* Problem details
Could you copy the records below exactly, keeping none of the images?

* Material supplied
+ + + + +
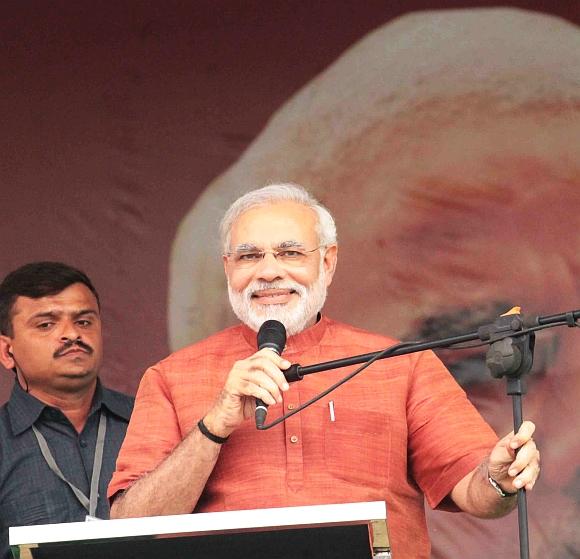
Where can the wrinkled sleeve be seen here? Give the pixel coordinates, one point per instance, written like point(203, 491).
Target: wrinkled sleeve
point(448, 437)
point(152, 434)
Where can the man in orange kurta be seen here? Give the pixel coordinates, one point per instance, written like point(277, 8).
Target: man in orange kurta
point(399, 431)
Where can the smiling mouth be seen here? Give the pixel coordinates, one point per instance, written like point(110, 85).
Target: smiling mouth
point(273, 296)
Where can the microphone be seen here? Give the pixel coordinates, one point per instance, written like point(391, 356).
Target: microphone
point(272, 334)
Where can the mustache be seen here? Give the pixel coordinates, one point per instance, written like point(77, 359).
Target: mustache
point(70, 343)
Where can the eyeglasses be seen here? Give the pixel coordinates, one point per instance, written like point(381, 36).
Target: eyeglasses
point(294, 257)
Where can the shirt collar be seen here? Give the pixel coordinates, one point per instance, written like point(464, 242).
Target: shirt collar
point(294, 344)
point(24, 409)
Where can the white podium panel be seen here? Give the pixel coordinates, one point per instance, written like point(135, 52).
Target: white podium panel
point(342, 531)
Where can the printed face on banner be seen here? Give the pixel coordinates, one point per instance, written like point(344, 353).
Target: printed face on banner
point(445, 144)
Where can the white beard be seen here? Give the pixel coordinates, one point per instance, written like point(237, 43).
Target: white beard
point(310, 301)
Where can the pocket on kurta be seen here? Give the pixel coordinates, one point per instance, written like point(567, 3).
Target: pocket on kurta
point(357, 446)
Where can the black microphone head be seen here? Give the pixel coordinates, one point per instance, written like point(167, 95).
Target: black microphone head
point(272, 334)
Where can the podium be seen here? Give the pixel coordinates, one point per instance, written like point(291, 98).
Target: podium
point(341, 531)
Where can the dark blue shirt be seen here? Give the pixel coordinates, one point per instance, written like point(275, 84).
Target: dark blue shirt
point(30, 493)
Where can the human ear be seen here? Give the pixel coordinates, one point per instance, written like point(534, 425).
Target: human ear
point(6, 357)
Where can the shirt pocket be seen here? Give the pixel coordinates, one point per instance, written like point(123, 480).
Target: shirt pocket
point(357, 446)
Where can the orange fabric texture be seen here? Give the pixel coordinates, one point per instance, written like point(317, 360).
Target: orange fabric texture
point(401, 429)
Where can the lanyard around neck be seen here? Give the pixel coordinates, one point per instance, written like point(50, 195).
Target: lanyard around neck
point(90, 503)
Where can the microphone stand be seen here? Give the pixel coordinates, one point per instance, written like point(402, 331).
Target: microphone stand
point(511, 342)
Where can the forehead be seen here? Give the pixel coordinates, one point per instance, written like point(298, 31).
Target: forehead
point(272, 224)
point(74, 298)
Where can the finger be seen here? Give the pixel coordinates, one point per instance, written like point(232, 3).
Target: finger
point(269, 365)
point(527, 477)
point(524, 434)
point(528, 454)
point(274, 357)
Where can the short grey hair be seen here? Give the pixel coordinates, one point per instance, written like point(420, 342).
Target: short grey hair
point(282, 192)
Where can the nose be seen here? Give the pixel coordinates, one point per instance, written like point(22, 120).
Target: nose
point(270, 269)
point(70, 331)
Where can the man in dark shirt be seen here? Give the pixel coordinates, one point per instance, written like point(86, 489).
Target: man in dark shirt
point(61, 430)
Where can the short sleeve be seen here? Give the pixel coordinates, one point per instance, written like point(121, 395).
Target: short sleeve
point(152, 434)
point(448, 437)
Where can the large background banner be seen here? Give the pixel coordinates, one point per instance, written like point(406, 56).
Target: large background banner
point(446, 143)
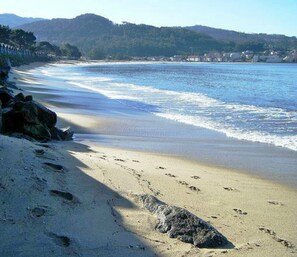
+ + + + +
* Exercise response
Where can the wrinkled sleeve be seen here? Give the pixel coordinates, one point per instance, written like point(203, 491).
Target: wrinkled sleeve
point(448, 437)
point(152, 434)
Where can the man in orange kurta be seen here? Give the pixel coordinates, one point per instance, written like point(277, 8).
Target: man in orange kurta
point(399, 431)
Where can the smiling mouth be seen here? Give the pixel coordinates, one point per instance, written like point(110, 85).
Target: smiling mouth
point(273, 296)
Where can the microphone be seen here? Give the pixel coordinates, one point per instance, written like point(391, 356).
Target: microphone
point(272, 334)
Where can the mustache be seen here? Give the pixel coordinates, one point per instance, written like point(77, 359).
Target: mustache
point(70, 343)
Where can the eyeglasses be seen here? Give the pixel coordinates, one point per instance, written like point(381, 36).
Target: eyeglasses
point(294, 257)
Where can the shirt collar be seen here? Give the pixel coordinates, one point per instance, written like point(464, 242).
Target: shirt collar
point(294, 344)
point(24, 409)
Where can the white podium panel be seen here? Give the pixel coordinates, one point per instance, written like point(135, 52).
Target: white podium panel
point(342, 531)
Where can the printed face on banner be seen here? Give the pixel coordinates, one point per instance, written like point(344, 353).
Target: printed face on banner
point(445, 144)
Where can the white beard be seen here? Give the pixel coordinates, one point per instance, written like point(237, 43).
Target: white beard
point(310, 301)
Where can the pocket on kurta be seen here? Give the pixel coordinates, one point per instance, written like point(567, 3).
Target: pocket on kurta
point(357, 446)
Where can the black microphone head be seen here? Give the pixel coordinates, one point per instance, written like point(167, 95).
Target: black microphone head
point(272, 334)
Where can the podium be seen here? Give the pixel coordinates, one point per instance, written like point(291, 98).
Target: podium
point(341, 531)
Where can the dark blue shirt be seen here? Give the pixel coordinates, one point per instance, written like point(275, 84).
Target: dark blue shirt
point(30, 493)
Where can the human ear be seen here? Give the pixel coordinates, one point per instance, written like point(534, 425).
Target: human ear
point(6, 357)
Where can the shirt pocket be seen here? Give the pixel coordinates, one point per instance, written like point(123, 480).
Target: shirt pocket
point(357, 446)
Where can the orange fabric texture be seen here? Give the pixel coordinates, one point per instance, written like point(317, 360).
Target: orange fabric texture
point(401, 429)
Where can the lanyard around neck be seen here? Give the pixel coordinates, one point per instance, written like point(50, 195).
Target: lanyard around neck
point(90, 503)
Where can the microphone stand be seen here? Give the pixel coordinates, one point per instance, written like point(402, 331).
Target: microphone stand
point(511, 342)
Where can the forehead be seen here? Give the pixel coordinates, one point per instance, written like point(298, 31).
Target: forehead
point(272, 224)
point(74, 298)
Where can the finger be seen here? Give the pixel coordinates, one point per instance, written like point(232, 3).
Target: finger
point(269, 365)
point(527, 477)
point(524, 434)
point(528, 454)
point(274, 357)
Where can the short grey hair be seen here? Give the pixel coordinates, one point per instance, written like point(420, 342).
Target: short grey hair
point(282, 192)
Where can the nose be seen here? Give the pixel coordinates, one point per instance, written like point(22, 120).
Target: nose
point(270, 269)
point(70, 331)
Where can the man in dark shirt be seen here? Give the pixel coordinates, one point per instance, written like point(86, 489).
Target: man in dark shirt
point(61, 430)
Where can the short sleeve be seen here? Give the pixel coordinates, one point per instance, written like point(121, 395).
Target: short sleeve
point(152, 434)
point(448, 437)
Where can the large background banner be seen here? Give the pixel coordinates, one point per instance, written like point(406, 56).
Target: large background banner
point(446, 143)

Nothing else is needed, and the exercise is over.